I think the first thing that must be pointed out is that men did *not* behave as Castiglione advocated – the book is instructional but also idealistic. Chretien de Troyes was romanticizing the world of the knighthood, not documenting it. Both Geoffrey of Monmouth and Wace are considered as writing mythology, not history. The reality of behavior in so far as love and marriage are concerned (and the two did not coincide as often as one would like), was far less romantic.

It should also be pointed out that “courtly love,” to the extent it existed beyond the poetry by which we know it, took place expressly outside of marriage. Marriage, particularly for anyone attached to a royal court, had nothing to do with love. While some couples did end up loving each other, it was usually by luck. The marriage of Edward III and Philippa of Hainult was widely documented as a happy one, but he still took a mistress. Courtly love may have had a sexual aspect, although this would have been very dangerous for the woman, but is generally viewed as aspirational for all. It’s a charming idea – giving poor knights a chance to rise by their virtue and women in loveless marriages a chance to enjoy admiration.

____________________

▸ TASK A
Show every line of the records below that contains the string "person".

____________________

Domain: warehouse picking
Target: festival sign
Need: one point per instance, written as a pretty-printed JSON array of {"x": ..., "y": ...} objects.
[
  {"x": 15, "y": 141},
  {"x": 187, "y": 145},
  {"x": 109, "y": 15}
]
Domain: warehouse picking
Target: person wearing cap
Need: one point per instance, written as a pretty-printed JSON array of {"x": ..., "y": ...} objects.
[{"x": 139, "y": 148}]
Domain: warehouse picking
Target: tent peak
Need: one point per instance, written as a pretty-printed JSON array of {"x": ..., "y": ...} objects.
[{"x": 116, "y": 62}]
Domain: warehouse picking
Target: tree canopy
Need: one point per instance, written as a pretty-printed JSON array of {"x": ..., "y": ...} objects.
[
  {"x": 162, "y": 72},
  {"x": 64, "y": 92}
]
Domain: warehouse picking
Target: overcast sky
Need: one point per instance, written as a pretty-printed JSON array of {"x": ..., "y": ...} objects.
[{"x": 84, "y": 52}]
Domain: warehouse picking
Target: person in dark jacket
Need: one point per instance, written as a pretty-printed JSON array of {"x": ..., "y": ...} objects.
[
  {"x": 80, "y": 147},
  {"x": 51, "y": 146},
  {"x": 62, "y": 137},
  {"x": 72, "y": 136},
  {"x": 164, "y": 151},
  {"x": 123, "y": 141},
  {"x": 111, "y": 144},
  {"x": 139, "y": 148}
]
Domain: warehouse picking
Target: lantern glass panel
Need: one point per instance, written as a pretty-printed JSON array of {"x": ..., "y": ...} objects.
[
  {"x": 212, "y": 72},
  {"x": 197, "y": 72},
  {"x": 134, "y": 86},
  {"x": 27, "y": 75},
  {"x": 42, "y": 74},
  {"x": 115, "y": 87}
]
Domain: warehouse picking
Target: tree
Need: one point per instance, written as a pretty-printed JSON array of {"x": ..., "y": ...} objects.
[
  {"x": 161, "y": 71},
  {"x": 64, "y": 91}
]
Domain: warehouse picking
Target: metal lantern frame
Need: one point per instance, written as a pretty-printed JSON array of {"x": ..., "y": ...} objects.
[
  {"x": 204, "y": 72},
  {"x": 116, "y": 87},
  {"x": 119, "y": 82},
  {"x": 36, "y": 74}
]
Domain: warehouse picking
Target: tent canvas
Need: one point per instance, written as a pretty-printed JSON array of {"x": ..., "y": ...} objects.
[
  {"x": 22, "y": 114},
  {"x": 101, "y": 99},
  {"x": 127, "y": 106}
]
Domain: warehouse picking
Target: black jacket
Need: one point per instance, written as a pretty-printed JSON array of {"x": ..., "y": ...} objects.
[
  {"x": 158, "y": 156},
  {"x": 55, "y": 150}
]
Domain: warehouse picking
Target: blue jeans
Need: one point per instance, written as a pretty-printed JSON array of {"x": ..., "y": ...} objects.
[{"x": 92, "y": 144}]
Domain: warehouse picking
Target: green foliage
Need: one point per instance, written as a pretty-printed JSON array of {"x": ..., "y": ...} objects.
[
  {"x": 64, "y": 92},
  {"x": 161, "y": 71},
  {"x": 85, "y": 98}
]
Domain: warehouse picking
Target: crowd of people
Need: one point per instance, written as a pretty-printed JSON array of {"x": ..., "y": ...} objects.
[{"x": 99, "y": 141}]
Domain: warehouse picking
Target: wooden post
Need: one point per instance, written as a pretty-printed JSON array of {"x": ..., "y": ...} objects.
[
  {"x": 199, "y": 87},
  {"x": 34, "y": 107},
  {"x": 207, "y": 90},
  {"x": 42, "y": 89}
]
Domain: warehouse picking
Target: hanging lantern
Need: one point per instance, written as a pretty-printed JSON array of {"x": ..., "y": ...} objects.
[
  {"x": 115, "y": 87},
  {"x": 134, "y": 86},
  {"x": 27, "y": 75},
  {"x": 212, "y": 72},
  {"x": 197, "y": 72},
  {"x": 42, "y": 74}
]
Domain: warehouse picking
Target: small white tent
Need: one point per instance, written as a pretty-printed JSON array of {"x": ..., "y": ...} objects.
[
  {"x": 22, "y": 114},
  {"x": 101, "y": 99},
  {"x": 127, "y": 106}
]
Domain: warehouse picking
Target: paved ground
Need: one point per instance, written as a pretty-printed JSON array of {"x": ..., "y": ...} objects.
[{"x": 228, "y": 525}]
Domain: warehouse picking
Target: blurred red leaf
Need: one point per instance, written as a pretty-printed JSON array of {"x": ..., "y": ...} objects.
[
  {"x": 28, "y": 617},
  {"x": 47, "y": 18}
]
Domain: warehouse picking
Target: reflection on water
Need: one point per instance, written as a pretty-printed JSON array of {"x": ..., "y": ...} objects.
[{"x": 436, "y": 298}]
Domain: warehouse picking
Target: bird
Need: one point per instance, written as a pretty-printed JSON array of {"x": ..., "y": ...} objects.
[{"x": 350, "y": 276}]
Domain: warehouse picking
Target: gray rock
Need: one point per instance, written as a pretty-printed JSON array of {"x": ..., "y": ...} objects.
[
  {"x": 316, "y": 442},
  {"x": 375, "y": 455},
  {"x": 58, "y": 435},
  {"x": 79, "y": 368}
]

____________________

▸ TASK B
Change "mythology" to "legend" in the passage on courtly love above, giving it again from the words "I think the" and ending after "far less romantic.".

▸ CORRECT RESULT A
Target: person wearing cap
Target: person in dark jacket

▸ CORRECT RESULT B
I think the first thing that must be pointed out is that men did *not* behave as Castiglione advocated – the book is instructional but also idealistic. Chretien de Troyes was romanticizing the world of the knighthood, not documenting it. Both Geoffrey of Monmouth and Wace are considered as writing legend, not history. The reality of behavior in so far as love and marriage are concerned (and the two did not coincide as often as one would like), was far less romantic.